THE EXERCISE :: Print, please, the line that contains "Q: For each instance of the umbrella handle" and each line after it to the end of the entries, unchanged and with nothing else.

[Location labeling records]

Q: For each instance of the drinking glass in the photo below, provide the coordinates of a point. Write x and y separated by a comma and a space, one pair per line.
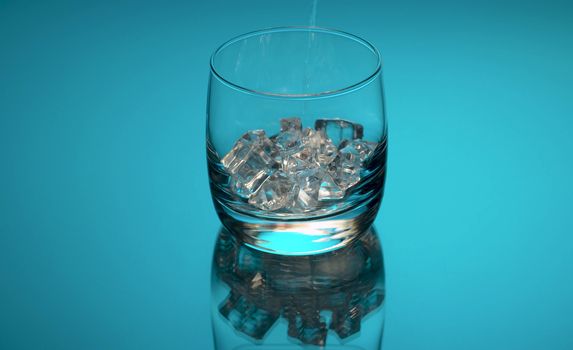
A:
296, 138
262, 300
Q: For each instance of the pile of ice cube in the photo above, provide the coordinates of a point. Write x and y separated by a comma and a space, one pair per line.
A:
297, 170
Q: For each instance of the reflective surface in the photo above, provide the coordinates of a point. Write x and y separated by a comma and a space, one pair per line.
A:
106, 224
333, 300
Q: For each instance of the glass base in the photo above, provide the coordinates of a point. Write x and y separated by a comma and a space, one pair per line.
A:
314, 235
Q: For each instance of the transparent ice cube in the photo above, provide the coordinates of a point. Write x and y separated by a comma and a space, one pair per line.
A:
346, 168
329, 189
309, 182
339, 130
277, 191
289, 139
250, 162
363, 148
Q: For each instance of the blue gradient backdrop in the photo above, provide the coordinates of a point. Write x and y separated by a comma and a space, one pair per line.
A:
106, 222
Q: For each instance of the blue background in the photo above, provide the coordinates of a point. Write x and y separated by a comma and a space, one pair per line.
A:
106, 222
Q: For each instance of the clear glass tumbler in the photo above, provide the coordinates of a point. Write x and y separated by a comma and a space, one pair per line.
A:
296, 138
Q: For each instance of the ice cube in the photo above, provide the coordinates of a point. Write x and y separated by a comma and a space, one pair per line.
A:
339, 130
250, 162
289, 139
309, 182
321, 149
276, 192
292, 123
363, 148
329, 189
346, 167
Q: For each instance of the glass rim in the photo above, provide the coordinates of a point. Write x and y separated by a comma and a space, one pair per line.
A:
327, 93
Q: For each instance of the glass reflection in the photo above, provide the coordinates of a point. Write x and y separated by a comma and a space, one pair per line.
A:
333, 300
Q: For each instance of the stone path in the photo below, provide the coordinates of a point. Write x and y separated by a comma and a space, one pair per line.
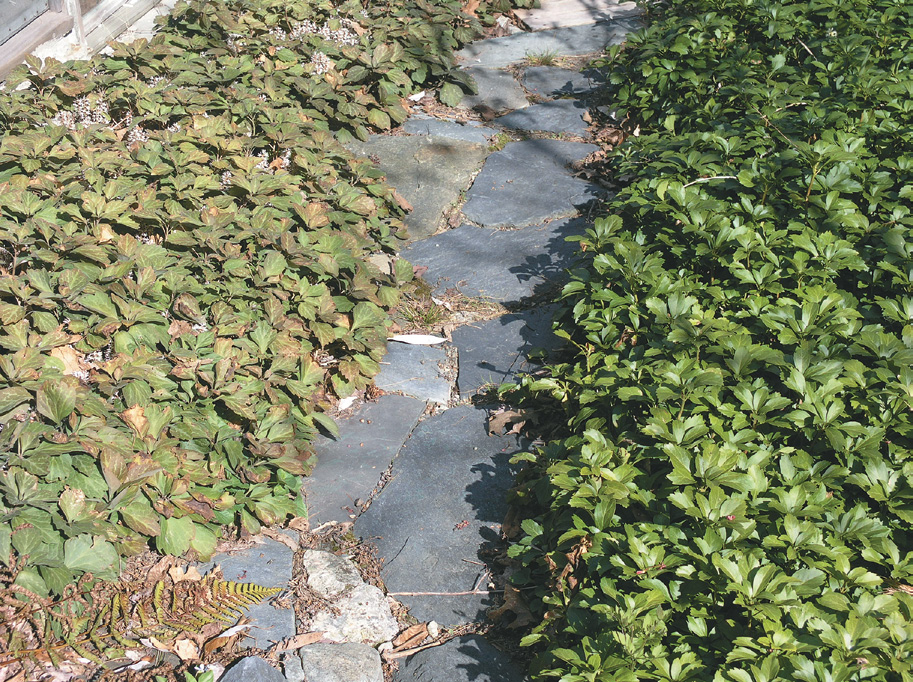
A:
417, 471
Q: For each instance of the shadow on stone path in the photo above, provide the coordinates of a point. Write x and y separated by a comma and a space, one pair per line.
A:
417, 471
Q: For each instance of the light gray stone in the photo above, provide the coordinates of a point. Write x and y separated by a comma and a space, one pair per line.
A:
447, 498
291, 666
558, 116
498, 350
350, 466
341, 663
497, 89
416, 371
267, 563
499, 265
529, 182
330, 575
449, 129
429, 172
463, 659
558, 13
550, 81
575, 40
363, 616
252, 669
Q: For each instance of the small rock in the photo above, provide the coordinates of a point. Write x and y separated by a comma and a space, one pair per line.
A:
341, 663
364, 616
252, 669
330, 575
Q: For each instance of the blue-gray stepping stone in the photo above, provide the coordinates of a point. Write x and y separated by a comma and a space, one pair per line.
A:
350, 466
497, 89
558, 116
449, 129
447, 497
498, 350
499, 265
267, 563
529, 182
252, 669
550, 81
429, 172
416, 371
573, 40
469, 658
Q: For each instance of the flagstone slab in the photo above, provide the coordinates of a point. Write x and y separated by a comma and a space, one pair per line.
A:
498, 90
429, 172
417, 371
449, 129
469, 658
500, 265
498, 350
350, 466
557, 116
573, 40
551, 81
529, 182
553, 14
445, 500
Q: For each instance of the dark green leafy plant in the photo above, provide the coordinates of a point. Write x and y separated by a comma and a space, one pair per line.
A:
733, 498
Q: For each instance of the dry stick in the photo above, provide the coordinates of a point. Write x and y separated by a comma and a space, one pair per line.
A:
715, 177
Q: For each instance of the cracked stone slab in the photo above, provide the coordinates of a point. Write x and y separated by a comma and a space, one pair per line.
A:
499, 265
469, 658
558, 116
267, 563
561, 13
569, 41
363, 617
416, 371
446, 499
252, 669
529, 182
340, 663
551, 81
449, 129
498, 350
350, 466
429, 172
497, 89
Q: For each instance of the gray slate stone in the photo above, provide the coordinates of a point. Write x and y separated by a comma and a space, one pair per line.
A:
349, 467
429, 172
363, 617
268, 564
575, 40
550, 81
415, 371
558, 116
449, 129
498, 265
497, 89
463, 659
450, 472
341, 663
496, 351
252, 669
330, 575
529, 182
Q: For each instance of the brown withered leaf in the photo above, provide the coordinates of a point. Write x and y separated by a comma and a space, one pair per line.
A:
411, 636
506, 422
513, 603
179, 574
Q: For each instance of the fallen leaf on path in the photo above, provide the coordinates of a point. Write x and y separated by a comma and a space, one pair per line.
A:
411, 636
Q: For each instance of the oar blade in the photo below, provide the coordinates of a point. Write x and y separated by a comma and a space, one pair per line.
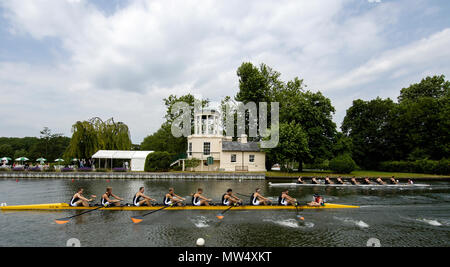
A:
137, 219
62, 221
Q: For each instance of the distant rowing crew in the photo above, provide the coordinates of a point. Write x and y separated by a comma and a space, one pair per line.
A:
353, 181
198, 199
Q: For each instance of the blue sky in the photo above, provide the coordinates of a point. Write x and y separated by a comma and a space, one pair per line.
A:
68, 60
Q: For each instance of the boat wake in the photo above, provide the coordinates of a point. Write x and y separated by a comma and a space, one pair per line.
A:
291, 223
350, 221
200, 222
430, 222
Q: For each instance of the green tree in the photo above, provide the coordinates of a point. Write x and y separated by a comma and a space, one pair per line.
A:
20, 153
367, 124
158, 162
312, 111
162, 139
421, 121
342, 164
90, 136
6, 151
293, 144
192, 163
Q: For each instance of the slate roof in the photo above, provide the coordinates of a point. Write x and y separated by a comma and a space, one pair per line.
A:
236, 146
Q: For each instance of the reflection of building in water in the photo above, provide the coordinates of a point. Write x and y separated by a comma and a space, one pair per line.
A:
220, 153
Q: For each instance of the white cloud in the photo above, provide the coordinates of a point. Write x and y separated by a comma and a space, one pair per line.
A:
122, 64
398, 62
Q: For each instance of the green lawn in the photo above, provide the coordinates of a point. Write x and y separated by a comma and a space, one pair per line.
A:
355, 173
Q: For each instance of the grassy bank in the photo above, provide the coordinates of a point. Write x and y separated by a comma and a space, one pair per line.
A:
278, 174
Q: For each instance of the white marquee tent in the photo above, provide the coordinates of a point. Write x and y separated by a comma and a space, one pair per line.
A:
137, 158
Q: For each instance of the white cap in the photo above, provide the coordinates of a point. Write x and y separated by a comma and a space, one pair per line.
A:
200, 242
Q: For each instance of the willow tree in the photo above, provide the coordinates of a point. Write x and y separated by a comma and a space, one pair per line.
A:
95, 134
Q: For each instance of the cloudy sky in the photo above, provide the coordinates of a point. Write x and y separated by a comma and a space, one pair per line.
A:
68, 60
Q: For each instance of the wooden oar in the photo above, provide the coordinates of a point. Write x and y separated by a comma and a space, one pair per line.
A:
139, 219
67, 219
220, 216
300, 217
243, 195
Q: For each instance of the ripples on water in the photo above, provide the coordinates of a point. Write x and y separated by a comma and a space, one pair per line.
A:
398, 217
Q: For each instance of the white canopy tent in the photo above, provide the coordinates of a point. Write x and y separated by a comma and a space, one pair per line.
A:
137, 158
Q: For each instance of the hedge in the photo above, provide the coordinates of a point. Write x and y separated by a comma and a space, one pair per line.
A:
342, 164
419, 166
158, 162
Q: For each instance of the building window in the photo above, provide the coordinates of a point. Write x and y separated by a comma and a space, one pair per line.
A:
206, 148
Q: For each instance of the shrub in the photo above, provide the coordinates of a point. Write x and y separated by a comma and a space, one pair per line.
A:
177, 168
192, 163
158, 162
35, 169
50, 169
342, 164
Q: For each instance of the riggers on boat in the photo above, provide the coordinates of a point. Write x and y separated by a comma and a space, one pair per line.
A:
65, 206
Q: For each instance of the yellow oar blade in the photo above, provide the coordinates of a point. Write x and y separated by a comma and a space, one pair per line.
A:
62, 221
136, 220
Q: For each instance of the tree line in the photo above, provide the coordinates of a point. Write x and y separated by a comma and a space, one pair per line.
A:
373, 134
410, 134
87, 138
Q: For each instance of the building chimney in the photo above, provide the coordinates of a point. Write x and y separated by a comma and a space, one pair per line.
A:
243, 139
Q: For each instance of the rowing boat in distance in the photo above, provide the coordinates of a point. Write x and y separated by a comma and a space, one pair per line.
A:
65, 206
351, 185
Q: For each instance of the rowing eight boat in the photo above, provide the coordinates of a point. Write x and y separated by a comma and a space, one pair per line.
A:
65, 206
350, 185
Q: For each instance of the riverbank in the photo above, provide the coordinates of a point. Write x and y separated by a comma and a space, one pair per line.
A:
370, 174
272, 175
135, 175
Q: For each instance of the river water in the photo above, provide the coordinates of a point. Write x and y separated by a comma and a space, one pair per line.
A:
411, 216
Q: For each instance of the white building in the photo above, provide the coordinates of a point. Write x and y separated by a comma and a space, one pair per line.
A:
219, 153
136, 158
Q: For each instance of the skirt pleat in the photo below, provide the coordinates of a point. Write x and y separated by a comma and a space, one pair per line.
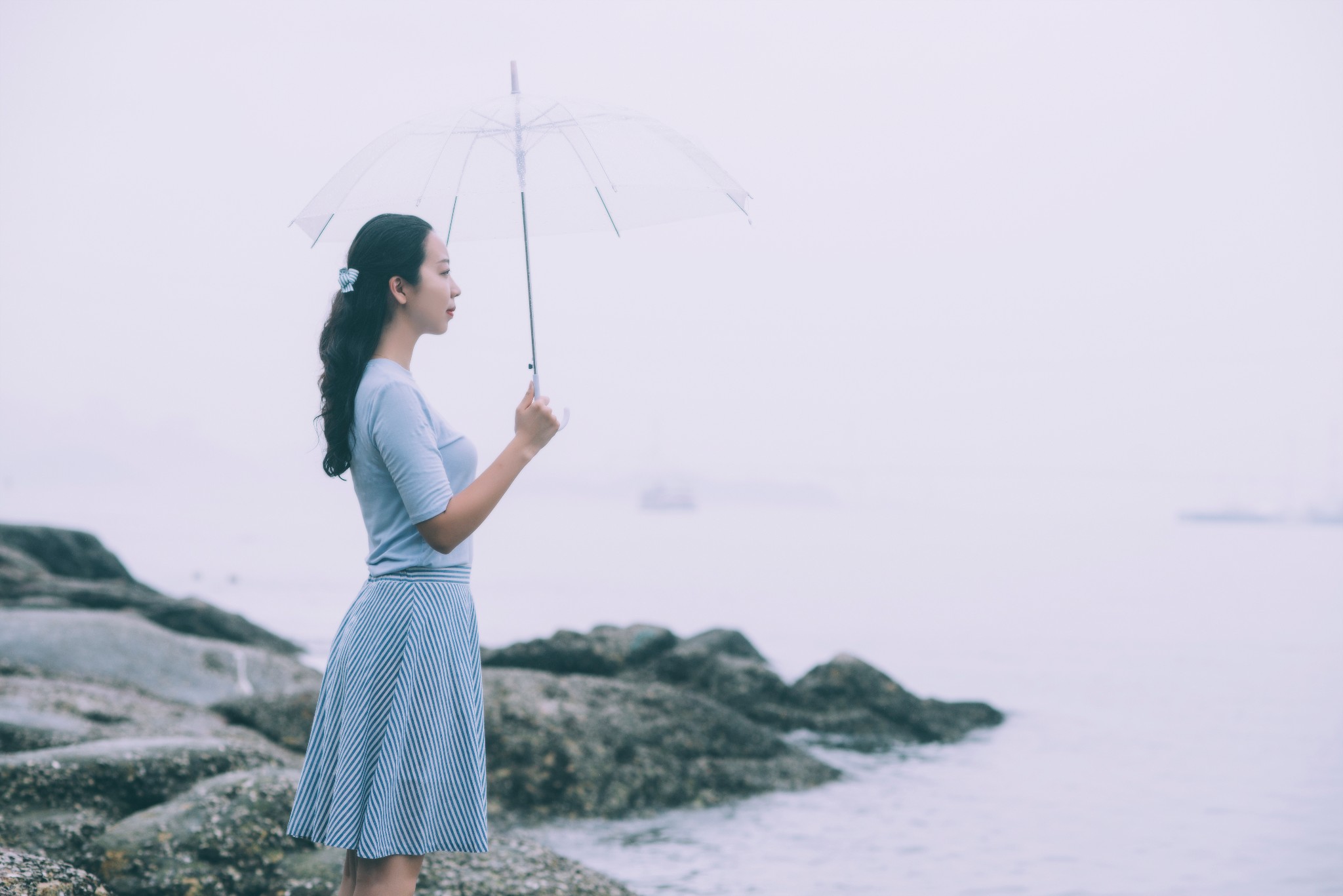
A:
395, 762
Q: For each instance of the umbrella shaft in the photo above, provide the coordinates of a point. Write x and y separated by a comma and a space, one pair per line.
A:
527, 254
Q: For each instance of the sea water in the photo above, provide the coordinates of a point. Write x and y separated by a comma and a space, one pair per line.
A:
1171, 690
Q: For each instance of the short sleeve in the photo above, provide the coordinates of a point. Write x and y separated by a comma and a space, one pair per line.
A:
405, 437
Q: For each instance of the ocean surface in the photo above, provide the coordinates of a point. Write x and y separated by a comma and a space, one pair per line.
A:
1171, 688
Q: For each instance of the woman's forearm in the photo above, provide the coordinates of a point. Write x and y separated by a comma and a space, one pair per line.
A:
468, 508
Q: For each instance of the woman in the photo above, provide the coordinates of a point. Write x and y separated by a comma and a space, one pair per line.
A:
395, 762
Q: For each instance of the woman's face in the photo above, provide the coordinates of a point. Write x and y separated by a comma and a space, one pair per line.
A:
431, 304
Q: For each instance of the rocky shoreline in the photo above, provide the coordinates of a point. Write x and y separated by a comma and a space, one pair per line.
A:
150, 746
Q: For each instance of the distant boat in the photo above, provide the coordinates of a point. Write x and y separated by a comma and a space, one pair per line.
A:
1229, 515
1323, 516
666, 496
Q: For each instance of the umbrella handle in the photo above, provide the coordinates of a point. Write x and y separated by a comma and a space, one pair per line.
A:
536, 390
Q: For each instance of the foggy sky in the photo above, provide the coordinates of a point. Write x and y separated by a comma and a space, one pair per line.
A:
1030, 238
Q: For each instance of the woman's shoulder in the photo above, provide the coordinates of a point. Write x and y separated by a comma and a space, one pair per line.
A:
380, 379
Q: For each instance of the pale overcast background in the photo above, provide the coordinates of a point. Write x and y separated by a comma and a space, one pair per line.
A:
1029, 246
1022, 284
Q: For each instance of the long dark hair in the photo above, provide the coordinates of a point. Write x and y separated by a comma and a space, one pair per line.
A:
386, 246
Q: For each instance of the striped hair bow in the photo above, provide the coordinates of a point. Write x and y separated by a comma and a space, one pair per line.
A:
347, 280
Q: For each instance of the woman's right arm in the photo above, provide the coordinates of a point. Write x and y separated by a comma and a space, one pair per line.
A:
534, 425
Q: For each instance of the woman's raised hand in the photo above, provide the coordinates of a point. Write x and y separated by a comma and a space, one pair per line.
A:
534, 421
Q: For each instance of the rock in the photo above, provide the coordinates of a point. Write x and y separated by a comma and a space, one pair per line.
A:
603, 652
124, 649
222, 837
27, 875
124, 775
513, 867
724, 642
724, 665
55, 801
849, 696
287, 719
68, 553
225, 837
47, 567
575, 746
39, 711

WORKED ANSWER ::
Q: For each instance of the umbrella handle in the photo above, provide the coordinates of a point. Write x and y separated by a comma and a space, one pair per line.
A:
536, 390
Q: For each instance of the foggy sky in the photo above, provide the coordinates of a point. Write x and y separated by a comma and a space, one pair per line.
A:
1030, 238
Q: For each instance of the woman's shoulder in the photo above, provide the coordinates of a point. Write x and y separated by a comma and a space, one pair per line.
A:
380, 379
Q: For each instance of the pale overcast background in the photo above, provide the coordinates of a point. Write x and y separated by a comma and a space, one pair per line.
A:
1029, 246
1022, 284
Q: For each instance of the long dark hair in the photo above, provide the coordinates of a point. Write x and y separated by a comma and a space, one pair per line.
A:
386, 246
Q: For each instance of the striped hair bow in the photo above, provide the coordinates of a point. Write x and y separated by a comma and a space, one pair per line.
A:
347, 280
Q: For each instance of the woman's right arm in the photo above, provide the coordinates of a point. Write x and y separated by a comma and a space, one pair per line.
A:
534, 425
Q: For each instance of the woman's raised hand in the photo above, provide the coordinates of a point. Write x and y separated by a comma and a space, one pair per line.
A:
534, 421
Q: For each instance of the rock in the photo above, provide the coordinates of a point. Write x and y separated by a comma and a space, one pair per line.
A:
603, 652
124, 649
222, 837
27, 875
124, 775
513, 867
724, 642
724, 665
55, 801
849, 696
287, 719
68, 553
225, 837
47, 567
575, 746
39, 711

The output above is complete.